● **TEXT SECTION**:
Couldn’t agree more Susie V. A business model that screams favoritism and manipulation.
Tell me again why it’s okay for the state and city to subsidize the Colts and Pacers and provide them with palaces to provided for-profit entertainment?
I think the slope was slipped long ago.
What other private enterprises will the city compete with next? City owned restaurants? City owned Department Stores? They could claim both of those bring business and dollars to downtown too.
While crime is rampant, the murder rate is outrageous, and the streets are littered with potholes, Hogsett and his council cronies spend their time trying to figure out ways to put taxpayer dollars on the hook to compete with local businesses. What sane investor what want to put his money in with such a mess.
The potholes aren’t Hogsett’s fault.
Joe B, Hogsett is the CEO of the City of Indianapolis. On whose desk does this responsibility land?

● **WORK ITEM**:
Copy out the full set of comments on Indianapolis city spending, word for word.

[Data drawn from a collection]
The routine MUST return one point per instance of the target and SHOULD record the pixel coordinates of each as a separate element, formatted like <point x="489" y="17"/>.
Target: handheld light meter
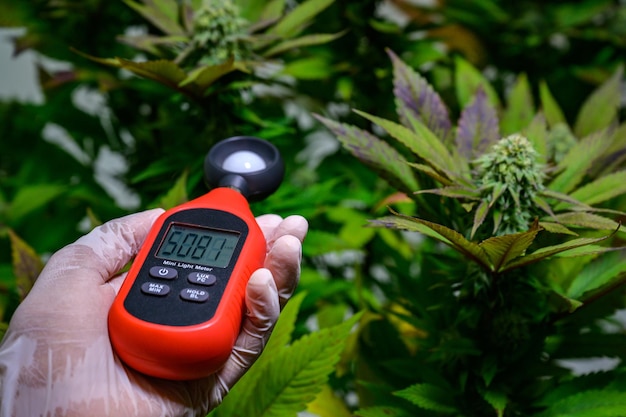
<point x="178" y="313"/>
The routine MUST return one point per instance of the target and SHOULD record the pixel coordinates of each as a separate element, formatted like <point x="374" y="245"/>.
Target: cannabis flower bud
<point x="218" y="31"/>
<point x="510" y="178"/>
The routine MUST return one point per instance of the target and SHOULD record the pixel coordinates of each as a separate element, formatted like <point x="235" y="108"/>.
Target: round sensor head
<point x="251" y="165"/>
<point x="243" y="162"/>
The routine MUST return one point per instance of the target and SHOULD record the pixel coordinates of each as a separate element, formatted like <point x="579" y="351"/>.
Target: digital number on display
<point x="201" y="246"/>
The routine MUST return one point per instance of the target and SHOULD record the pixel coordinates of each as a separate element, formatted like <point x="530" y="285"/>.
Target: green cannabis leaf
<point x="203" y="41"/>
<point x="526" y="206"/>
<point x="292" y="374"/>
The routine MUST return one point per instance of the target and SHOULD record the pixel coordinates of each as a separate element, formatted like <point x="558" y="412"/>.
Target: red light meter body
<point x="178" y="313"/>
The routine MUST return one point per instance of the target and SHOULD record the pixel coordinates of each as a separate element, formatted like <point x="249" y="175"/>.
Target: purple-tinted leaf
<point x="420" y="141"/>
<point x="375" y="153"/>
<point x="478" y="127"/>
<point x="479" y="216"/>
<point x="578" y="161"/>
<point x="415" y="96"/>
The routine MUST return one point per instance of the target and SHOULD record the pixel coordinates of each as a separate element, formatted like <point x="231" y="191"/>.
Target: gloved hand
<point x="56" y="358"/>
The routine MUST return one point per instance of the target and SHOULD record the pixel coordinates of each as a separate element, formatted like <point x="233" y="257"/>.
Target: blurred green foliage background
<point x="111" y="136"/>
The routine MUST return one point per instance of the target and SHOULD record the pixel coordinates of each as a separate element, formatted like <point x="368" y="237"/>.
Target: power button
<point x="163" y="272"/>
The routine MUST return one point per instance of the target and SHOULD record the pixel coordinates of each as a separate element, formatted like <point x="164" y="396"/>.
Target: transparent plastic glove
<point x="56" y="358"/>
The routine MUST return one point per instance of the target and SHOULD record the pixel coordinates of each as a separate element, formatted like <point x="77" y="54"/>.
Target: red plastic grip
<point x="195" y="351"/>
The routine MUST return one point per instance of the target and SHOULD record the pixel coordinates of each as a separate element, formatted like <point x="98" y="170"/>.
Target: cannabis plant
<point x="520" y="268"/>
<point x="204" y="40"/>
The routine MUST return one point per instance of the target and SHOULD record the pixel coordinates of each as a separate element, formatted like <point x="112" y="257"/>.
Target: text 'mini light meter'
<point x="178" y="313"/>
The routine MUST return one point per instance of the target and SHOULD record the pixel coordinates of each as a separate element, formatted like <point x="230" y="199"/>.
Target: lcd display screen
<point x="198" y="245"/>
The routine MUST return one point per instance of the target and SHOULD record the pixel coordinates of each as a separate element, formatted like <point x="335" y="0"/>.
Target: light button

---

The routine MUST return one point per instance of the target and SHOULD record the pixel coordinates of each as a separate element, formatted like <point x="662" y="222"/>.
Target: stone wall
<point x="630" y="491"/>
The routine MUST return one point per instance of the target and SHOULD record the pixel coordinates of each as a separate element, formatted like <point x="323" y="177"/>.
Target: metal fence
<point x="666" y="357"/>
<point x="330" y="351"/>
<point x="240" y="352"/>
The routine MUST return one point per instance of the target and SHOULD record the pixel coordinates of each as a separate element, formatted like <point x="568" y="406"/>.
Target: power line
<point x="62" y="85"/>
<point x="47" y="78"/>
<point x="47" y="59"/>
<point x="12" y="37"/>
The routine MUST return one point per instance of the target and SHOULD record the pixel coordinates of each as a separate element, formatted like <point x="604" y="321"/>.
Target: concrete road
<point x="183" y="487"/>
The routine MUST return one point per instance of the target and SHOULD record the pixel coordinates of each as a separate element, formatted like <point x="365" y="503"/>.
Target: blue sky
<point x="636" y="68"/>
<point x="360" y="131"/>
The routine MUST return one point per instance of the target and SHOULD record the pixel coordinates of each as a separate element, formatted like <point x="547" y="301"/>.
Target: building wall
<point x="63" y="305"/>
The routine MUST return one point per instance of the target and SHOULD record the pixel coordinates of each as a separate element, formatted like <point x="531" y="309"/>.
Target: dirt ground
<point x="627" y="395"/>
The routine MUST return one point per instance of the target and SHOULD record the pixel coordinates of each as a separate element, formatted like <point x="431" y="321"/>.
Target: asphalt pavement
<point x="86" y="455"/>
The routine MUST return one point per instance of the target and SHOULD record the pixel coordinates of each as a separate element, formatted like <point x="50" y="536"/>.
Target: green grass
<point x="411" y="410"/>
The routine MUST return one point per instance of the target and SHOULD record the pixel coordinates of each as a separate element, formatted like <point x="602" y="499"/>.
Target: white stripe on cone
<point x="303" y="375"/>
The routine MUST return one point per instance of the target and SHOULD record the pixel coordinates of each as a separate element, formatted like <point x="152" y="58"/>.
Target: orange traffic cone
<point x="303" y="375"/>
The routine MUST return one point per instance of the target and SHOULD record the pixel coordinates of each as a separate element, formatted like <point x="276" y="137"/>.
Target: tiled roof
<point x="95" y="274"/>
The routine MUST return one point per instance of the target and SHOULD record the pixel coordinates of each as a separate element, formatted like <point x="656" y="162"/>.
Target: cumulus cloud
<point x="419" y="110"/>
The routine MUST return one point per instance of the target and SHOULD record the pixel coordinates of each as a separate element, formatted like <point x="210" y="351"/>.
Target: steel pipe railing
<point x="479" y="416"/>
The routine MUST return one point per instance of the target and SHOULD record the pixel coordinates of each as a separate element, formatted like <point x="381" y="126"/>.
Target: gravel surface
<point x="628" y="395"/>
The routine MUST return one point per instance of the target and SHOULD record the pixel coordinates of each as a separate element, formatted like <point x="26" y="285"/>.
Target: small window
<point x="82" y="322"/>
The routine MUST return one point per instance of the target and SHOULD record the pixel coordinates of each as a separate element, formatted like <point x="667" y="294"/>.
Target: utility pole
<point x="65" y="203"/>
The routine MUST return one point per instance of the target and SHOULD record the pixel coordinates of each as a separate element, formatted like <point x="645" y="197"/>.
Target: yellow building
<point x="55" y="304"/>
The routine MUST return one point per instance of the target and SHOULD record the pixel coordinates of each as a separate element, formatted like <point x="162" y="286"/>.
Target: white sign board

● **RESPONSE TO THE TASK**:
Couldn’t agree more Susie V. A business model that screams favoritism and manipulation.
Tell me again why it’s okay for the state and city to subsidize the Colts and Pacers and provide them with palaces to provided for-profit entertainment?
I think the slope was slipped long ago.
What other private enterprises will the city compete with next? City owned restaurants? City owned Department Stores? They could claim both of those bring business and dollars to downtown too.
While crime is rampant, the murder rate is outrageous, and the streets are littered with potholes, Hogsett and his council cronies spend their time trying to figure out ways to put taxpayer dollars on the hook to compete with local businesses. What sane investor what want to put his money in with such a mess.
The potholes aren’t Hogsett’s fault.
Joe B, Hogsett is the CEO of the City of Indianapolis. On whose desk does this responsibility land?